>> START

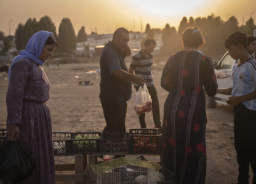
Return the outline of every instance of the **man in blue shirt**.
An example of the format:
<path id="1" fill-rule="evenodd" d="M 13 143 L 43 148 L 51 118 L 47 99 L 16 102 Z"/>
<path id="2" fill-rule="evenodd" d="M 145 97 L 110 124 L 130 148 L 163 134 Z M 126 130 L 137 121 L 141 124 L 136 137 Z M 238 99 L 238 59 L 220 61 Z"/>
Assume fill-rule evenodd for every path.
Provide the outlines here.
<path id="1" fill-rule="evenodd" d="M 256 61 L 250 58 L 247 47 L 247 36 L 242 32 L 235 32 L 226 39 L 228 54 L 239 62 L 232 70 L 233 88 L 217 91 L 231 94 L 227 103 L 234 107 L 234 147 L 240 184 L 249 183 L 250 163 L 252 183 L 256 183 Z"/>
<path id="2" fill-rule="evenodd" d="M 123 53 L 129 40 L 128 31 L 118 28 L 101 53 L 100 98 L 106 123 L 103 132 L 126 132 L 126 101 L 131 98 L 131 82 L 139 85 L 145 82 L 128 72 Z"/>

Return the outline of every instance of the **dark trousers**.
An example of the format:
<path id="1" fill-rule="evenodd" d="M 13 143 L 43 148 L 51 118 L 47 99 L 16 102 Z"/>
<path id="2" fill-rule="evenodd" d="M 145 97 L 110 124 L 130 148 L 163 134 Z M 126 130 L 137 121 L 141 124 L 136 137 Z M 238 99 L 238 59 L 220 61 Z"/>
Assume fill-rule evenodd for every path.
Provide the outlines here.
<path id="1" fill-rule="evenodd" d="M 125 132 L 126 102 L 100 101 L 106 125 L 103 132 Z"/>
<path id="2" fill-rule="evenodd" d="M 256 111 L 242 104 L 234 108 L 234 147 L 239 165 L 238 182 L 249 183 L 249 164 L 254 172 L 252 183 L 256 183 Z"/>
<path id="3" fill-rule="evenodd" d="M 147 86 L 148 93 L 150 93 L 150 96 L 152 99 L 152 113 L 153 113 L 153 118 L 154 120 L 154 123 L 156 128 L 161 127 L 161 121 L 160 121 L 160 112 L 159 112 L 159 104 L 158 102 L 158 94 L 156 93 L 156 88 L 154 85 Z M 136 90 L 138 91 L 139 87 L 135 87 Z M 140 124 L 141 128 L 146 128 L 146 123 L 145 121 L 145 113 L 140 115 L 138 117 L 140 120 Z"/>

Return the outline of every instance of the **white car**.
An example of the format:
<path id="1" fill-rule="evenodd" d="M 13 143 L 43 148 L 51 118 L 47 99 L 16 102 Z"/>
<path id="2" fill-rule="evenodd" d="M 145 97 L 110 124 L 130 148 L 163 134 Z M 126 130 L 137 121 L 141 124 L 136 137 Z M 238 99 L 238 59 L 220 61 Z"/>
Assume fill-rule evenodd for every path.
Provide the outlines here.
<path id="1" fill-rule="evenodd" d="M 213 62 L 218 88 L 232 87 L 232 68 L 235 63 L 236 60 L 234 60 L 228 55 L 228 52 L 224 54 L 220 61 Z M 227 105 L 226 101 L 230 96 L 230 95 L 220 93 L 216 94 L 214 97 L 206 95 L 206 106 L 209 108 L 214 108 L 217 103 Z"/>

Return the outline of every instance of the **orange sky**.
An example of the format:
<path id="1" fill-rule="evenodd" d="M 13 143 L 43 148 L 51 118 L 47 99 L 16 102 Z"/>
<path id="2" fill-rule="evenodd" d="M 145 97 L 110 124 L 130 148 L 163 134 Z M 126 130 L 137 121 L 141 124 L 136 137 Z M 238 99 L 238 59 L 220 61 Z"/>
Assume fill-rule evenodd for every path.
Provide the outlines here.
<path id="1" fill-rule="evenodd" d="M 184 16 L 212 13 L 223 20 L 234 15 L 242 23 L 243 17 L 244 21 L 250 15 L 256 19 L 256 0 L 0 0 L 0 31 L 8 35 L 10 23 L 14 34 L 19 23 L 45 15 L 57 29 L 63 18 L 70 18 L 77 34 L 82 26 L 87 33 L 95 28 L 98 33 L 120 26 L 133 30 L 134 23 L 135 30 L 140 31 L 140 20 L 143 31 L 147 23 L 151 28 L 162 28 L 167 23 L 177 28 Z"/>

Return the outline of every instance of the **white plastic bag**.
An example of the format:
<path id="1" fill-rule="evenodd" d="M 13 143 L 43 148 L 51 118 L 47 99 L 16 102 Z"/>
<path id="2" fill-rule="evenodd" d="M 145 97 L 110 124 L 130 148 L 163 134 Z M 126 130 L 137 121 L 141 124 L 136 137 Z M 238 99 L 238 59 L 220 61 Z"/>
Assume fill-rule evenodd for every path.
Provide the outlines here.
<path id="1" fill-rule="evenodd" d="M 143 87 L 140 86 L 135 94 L 134 110 L 138 115 L 149 112 L 152 109 L 152 99 L 148 93 L 146 84 Z"/>

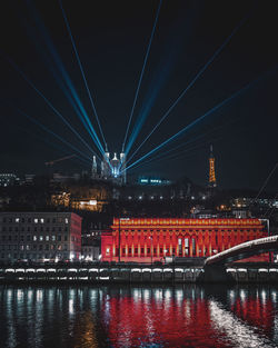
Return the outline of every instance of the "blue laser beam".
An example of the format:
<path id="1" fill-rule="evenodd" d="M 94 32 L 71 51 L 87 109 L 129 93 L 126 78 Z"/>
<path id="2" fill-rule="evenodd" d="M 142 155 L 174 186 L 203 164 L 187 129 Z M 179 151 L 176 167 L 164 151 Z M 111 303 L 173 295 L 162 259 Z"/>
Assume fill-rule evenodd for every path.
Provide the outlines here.
<path id="1" fill-rule="evenodd" d="M 168 58 L 167 63 L 162 62 L 159 67 L 159 69 L 157 69 L 157 73 L 153 77 L 151 83 L 149 84 L 148 88 L 148 92 L 147 96 L 145 98 L 145 101 L 142 103 L 142 107 L 139 111 L 139 116 L 137 119 L 137 122 L 133 127 L 133 130 L 131 132 L 131 136 L 129 138 L 129 141 L 127 143 L 126 147 L 126 151 L 125 153 L 129 153 L 132 145 L 135 143 L 136 138 L 138 137 L 147 116 L 150 113 L 150 110 L 161 90 L 161 88 L 163 87 L 165 81 L 167 80 L 170 71 L 171 71 L 171 67 L 172 67 L 172 57 Z M 162 68 L 161 68 L 162 66 Z"/>
<path id="2" fill-rule="evenodd" d="M 53 143 L 53 142 L 47 140 L 46 138 L 38 137 L 38 136 L 36 136 L 34 133 L 30 132 L 30 131 L 29 131 L 28 129 L 26 129 L 26 128 L 22 128 L 22 127 L 19 127 L 19 128 L 21 128 L 24 132 L 29 133 L 31 137 L 33 137 L 33 138 L 36 138 L 36 139 L 38 139 L 38 140 L 40 140 L 40 141 L 42 140 L 42 141 L 46 142 L 47 145 L 49 145 L 49 146 L 51 146 L 52 148 L 54 148 L 54 149 L 61 151 L 62 153 L 64 153 L 64 155 L 72 155 L 71 151 L 64 150 L 64 148 L 62 148 L 61 146 L 58 146 L 57 143 Z M 76 153 L 75 153 L 75 157 L 73 157 L 73 158 L 69 158 L 69 159 L 72 160 L 72 161 L 76 161 L 76 159 L 78 159 L 78 160 L 80 160 L 81 162 L 86 163 L 87 166 L 91 166 L 91 161 L 88 161 L 88 160 L 83 159 L 82 157 L 80 157 L 80 156 L 78 156 L 78 155 L 76 155 Z"/>
<path id="3" fill-rule="evenodd" d="M 6 101 L 7 102 L 7 101 Z M 8 103 L 8 102 L 7 102 Z M 10 103 L 9 103 L 10 105 Z M 83 153 L 82 151 L 80 151 L 77 147 L 75 147 L 73 145 L 71 145 L 70 142 L 68 142 L 67 140 L 64 140 L 62 137 L 60 137 L 59 135 L 54 133 L 52 130 L 50 130 L 49 128 L 47 128 L 44 125 L 42 125 L 41 122 L 39 122 L 38 120 L 36 120 L 33 117 L 31 117 L 30 115 L 26 113 L 24 111 L 20 110 L 19 108 L 11 106 L 14 110 L 17 110 L 19 113 L 23 115 L 24 117 L 27 117 L 31 122 L 33 122 L 34 125 L 39 126 L 41 129 L 43 129 L 44 131 L 47 131 L 48 133 L 50 133 L 51 136 L 53 136 L 54 138 L 59 139 L 61 142 L 66 143 L 68 147 L 70 147 L 72 150 L 77 151 L 78 153 L 80 153 L 82 157 L 87 158 L 88 160 L 91 160 L 91 158 L 89 156 L 87 156 L 86 153 Z"/>
<path id="4" fill-rule="evenodd" d="M 28 3 L 30 4 L 30 1 L 28 1 Z M 80 100 L 80 98 L 79 98 L 79 96 L 77 93 L 77 90 L 76 90 L 76 88 L 75 88 L 75 86 L 73 86 L 73 83 L 72 83 L 72 81 L 70 79 L 70 76 L 66 71 L 66 68 L 64 68 L 64 66 L 62 63 L 62 60 L 61 60 L 60 56 L 58 54 L 58 52 L 57 52 L 57 50 L 54 48 L 54 44 L 53 44 L 52 40 L 50 39 L 50 37 L 49 37 L 48 32 L 47 32 L 46 27 L 43 26 L 42 21 L 39 19 L 39 14 L 36 12 L 34 8 L 33 7 L 30 7 L 30 8 L 31 8 L 31 10 L 33 12 L 33 18 L 36 20 L 37 27 L 39 28 L 40 33 L 41 33 L 41 36 L 44 39 L 44 43 L 46 43 L 46 46 L 47 46 L 47 48 L 48 48 L 48 50 L 49 50 L 49 52 L 50 52 L 50 54 L 51 54 L 51 57 L 53 59 L 53 62 L 56 63 L 58 70 L 60 71 L 60 73 L 61 73 L 61 76 L 62 76 L 62 78 L 63 78 L 63 80 L 66 82 L 66 86 L 67 86 L 68 90 L 70 91 L 71 97 L 73 98 L 73 100 L 72 100 L 72 98 L 70 100 L 71 105 L 73 106 L 73 103 L 76 103 L 76 107 L 73 106 L 75 110 L 79 111 L 78 112 L 79 117 L 82 117 L 83 120 L 85 120 L 85 122 L 82 122 L 83 126 L 86 126 L 87 131 L 90 133 L 92 140 L 95 141 L 95 143 L 99 148 L 100 152 L 103 153 L 105 150 L 103 150 L 103 147 L 102 147 L 102 145 L 101 145 L 99 138 L 98 138 L 98 135 L 97 135 L 95 128 L 91 125 L 91 121 L 90 121 L 90 119 L 89 119 L 89 117 L 87 115 L 87 111 L 83 108 L 83 105 L 82 105 L 82 102 L 81 102 L 81 100 Z M 53 69 L 52 69 L 52 72 L 53 72 Z M 59 83 L 59 84 L 61 86 L 61 83 Z M 62 89 L 62 90 L 64 92 L 64 89 Z M 67 95 L 67 98 L 69 99 L 69 95 Z"/>
<path id="5" fill-rule="evenodd" d="M 248 16 L 249 17 L 249 16 Z M 200 78 L 200 76 L 208 69 L 208 67 L 214 62 L 216 57 L 224 50 L 224 48 L 229 43 L 231 38 L 236 34 L 236 32 L 241 28 L 241 26 L 246 22 L 247 18 L 245 17 L 239 24 L 232 30 L 232 32 L 228 36 L 228 38 L 224 41 L 224 43 L 215 51 L 211 58 L 206 62 L 206 64 L 199 70 L 199 72 L 195 76 L 191 82 L 187 86 L 187 88 L 180 93 L 180 96 L 176 99 L 176 101 L 171 105 L 171 107 L 166 111 L 166 113 L 161 117 L 158 123 L 152 128 L 149 135 L 145 138 L 145 140 L 137 147 L 136 151 L 129 158 L 131 159 L 145 145 L 145 142 L 151 137 L 151 135 L 157 130 L 157 128 L 162 123 L 162 121 L 168 117 L 168 115 L 173 110 L 173 108 L 179 103 L 179 101 L 185 97 L 185 95 L 189 91 L 189 89 L 195 84 L 195 82 Z"/>
<path id="6" fill-rule="evenodd" d="M 98 126 L 99 126 L 99 130 L 100 130 L 101 137 L 103 139 L 105 145 L 107 145 L 106 138 L 105 138 L 105 135 L 103 135 L 103 131 L 102 131 L 102 128 L 101 128 L 101 125 L 100 125 L 100 121 L 99 121 L 98 112 L 97 112 L 97 109 L 96 109 L 95 102 L 92 100 L 92 96 L 91 96 L 91 92 L 90 92 L 90 89 L 89 89 L 89 86 L 88 86 L 88 82 L 87 82 L 87 79 L 86 79 L 86 76 L 85 76 L 85 70 L 83 70 L 83 67 L 82 67 L 82 63 L 81 63 L 81 60 L 80 60 L 80 57 L 79 57 L 79 53 L 78 53 L 78 50 L 77 50 L 77 46 L 76 46 L 73 36 L 71 33 L 70 24 L 69 24 L 66 11 L 63 10 L 63 7 L 62 7 L 62 0 L 59 0 L 59 3 L 60 3 L 60 8 L 61 8 L 61 11 L 62 11 L 62 16 L 63 16 L 63 19 L 64 19 L 64 22 L 66 22 L 66 27 L 68 29 L 68 33 L 69 33 L 71 43 L 72 43 L 73 50 L 75 50 L 75 53 L 76 53 L 76 58 L 77 58 L 77 61 L 78 61 L 78 64 L 79 64 L 79 68 L 80 68 L 80 71 L 81 71 L 81 74 L 82 74 L 82 78 L 83 78 L 83 81 L 85 81 L 86 90 L 88 92 L 88 96 L 89 96 L 89 99 L 90 99 L 90 103 L 91 103 L 93 113 L 96 116 L 96 120 L 97 120 Z"/>
<path id="7" fill-rule="evenodd" d="M 21 74 L 21 77 L 26 80 L 26 82 L 29 86 L 31 86 L 31 88 L 46 101 L 46 103 L 54 111 L 54 113 L 68 126 L 68 128 L 78 137 L 78 139 L 90 150 L 90 152 L 96 155 L 96 152 L 91 149 L 88 142 L 68 122 L 68 120 L 61 115 L 61 112 L 54 108 L 54 106 L 49 101 L 49 99 L 47 99 L 47 97 L 36 87 L 36 84 L 27 77 L 27 74 L 19 68 L 19 66 L 13 60 L 11 60 L 7 54 L 4 54 L 4 58 Z"/>
<path id="8" fill-rule="evenodd" d="M 177 151 L 177 150 L 180 149 L 181 147 L 185 147 L 185 146 L 187 146 L 187 145 L 189 145 L 189 143 L 196 142 L 196 141 L 198 141 L 199 139 L 202 139 L 202 138 L 207 137 L 208 135 L 211 135 L 211 133 L 214 133 L 215 131 L 217 131 L 217 130 L 219 130 L 219 129 L 222 129 L 224 127 L 227 127 L 227 125 L 230 125 L 230 123 L 232 123 L 232 122 L 235 122 L 235 121 L 236 121 L 236 120 L 231 120 L 231 121 L 227 122 L 226 125 L 222 125 L 222 126 L 219 126 L 219 127 L 215 127 L 214 129 L 211 129 L 211 130 L 209 130 L 209 131 L 207 131 L 207 132 L 205 132 L 205 133 L 201 133 L 200 136 L 197 136 L 197 137 L 195 137 L 193 139 L 189 139 L 188 141 L 182 142 L 182 143 L 176 146 L 176 147 L 172 148 L 172 149 L 169 149 L 169 150 L 167 150 L 167 151 L 163 151 L 163 152 L 161 152 L 161 153 L 158 153 L 156 157 L 152 157 L 152 159 L 150 159 L 149 161 L 156 160 L 156 159 L 159 159 L 159 158 L 162 158 L 162 157 L 165 158 L 166 155 L 168 155 L 168 153 L 170 153 L 170 152 L 173 152 L 173 151 Z M 128 161 L 127 161 L 127 162 L 128 162 Z"/>
<path id="9" fill-rule="evenodd" d="M 159 149 L 161 149 L 162 147 L 167 146 L 170 141 L 176 140 L 179 136 L 181 136 L 182 133 L 185 133 L 187 130 L 191 129 L 193 126 L 196 126 L 197 123 L 199 123 L 200 121 L 202 121 L 206 117 L 210 116 L 211 113 L 216 112 L 218 109 L 220 109 L 221 107 L 224 107 L 225 105 L 227 105 L 228 102 L 230 102 L 231 100 L 234 100 L 235 98 L 239 97 L 240 95 L 242 95 L 245 91 L 247 91 L 251 86 L 254 86 L 255 83 L 259 82 L 262 78 L 265 78 L 266 76 L 268 76 L 270 72 L 272 72 L 274 70 L 277 69 L 278 66 L 276 66 L 274 69 L 271 69 L 270 71 L 268 71 L 267 73 L 262 74 L 261 77 L 259 77 L 258 79 L 249 82 L 248 84 L 246 84 L 245 87 L 242 87 L 240 90 L 236 91 L 235 93 L 232 93 L 230 97 L 226 98 L 225 100 L 222 100 L 221 102 L 219 102 L 217 106 L 215 106 L 214 108 L 211 108 L 209 111 L 207 111 L 206 113 L 203 113 L 202 116 L 200 116 L 199 118 L 197 118 L 195 121 L 192 121 L 191 123 L 189 123 L 188 126 L 183 127 L 180 131 L 178 131 L 176 135 L 171 136 L 170 138 L 168 138 L 167 140 L 165 140 L 163 142 L 161 142 L 159 146 L 157 146 L 155 149 L 150 150 L 149 152 L 147 152 L 146 155 L 143 155 L 141 158 L 139 158 L 138 160 L 136 160 L 133 163 L 131 163 L 130 166 L 128 166 L 126 168 L 130 169 L 132 168 L 136 163 L 139 163 L 141 160 L 143 160 L 145 158 L 148 158 L 150 155 L 157 152 Z"/>
<path id="10" fill-rule="evenodd" d="M 152 39 L 153 39 L 153 36 L 155 36 L 155 31 L 156 31 L 156 27 L 157 27 L 157 22 L 158 22 L 158 17 L 159 17 L 161 4 L 162 4 L 162 0 L 159 1 L 159 6 L 158 6 L 155 23 L 153 23 L 153 27 L 152 27 L 152 30 L 151 30 L 151 34 L 150 34 L 147 52 L 146 52 L 146 56 L 145 56 L 145 59 L 143 59 L 142 70 L 141 70 L 139 82 L 138 82 L 138 86 L 137 86 L 137 89 L 136 89 L 135 100 L 133 100 L 131 112 L 130 112 L 130 116 L 129 116 L 125 139 L 123 139 L 123 142 L 122 142 L 122 151 L 125 151 L 125 146 L 126 146 L 126 141 L 127 141 L 127 137 L 128 137 L 128 132 L 129 132 L 129 127 L 130 127 L 131 119 L 132 119 L 132 116 L 133 116 L 133 112 L 135 112 L 135 107 L 136 107 L 138 95 L 139 95 L 139 90 L 140 90 L 140 87 L 141 87 L 142 77 L 143 77 L 145 68 L 146 68 L 146 64 L 147 64 L 147 61 L 148 61 L 150 47 L 151 47 L 151 42 L 152 42 Z"/>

>> END

▶ _THE REQUEST_
Copy the lines from the one containing "Return the outline of every instance of the **white plastic" through the one containing "143 87 L 140", replacing "white plastic bag" with "plastic shopping bag" and keeping everything else the same.

▶ _TASK RESULT_
Return the outline of every instance of the **plastic shopping bag**.
An example of the format:
<path id="1" fill-rule="evenodd" d="M 13 143 L 43 148 L 51 118 L 47 99 L 16 102 Z"/>
<path id="2" fill-rule="evenodd" d="M 145 97 L 110 124 L 130 148 L 163 134 Z M 126 130 L 137 121 L 141 124 L 136 137 Z M 238 99 L 238 59 L 220 61 Z"/>
Assume fill-rule evenodd for every path.
Provide the outlines here.
<path id="1" fill-rule="evenodd" d="M 143 87 L 140 86 L 135 94 L 134 110 L 138 115 L 149 112 L 152 109 L 152 99 L 148 93 L 146 84 Z"/>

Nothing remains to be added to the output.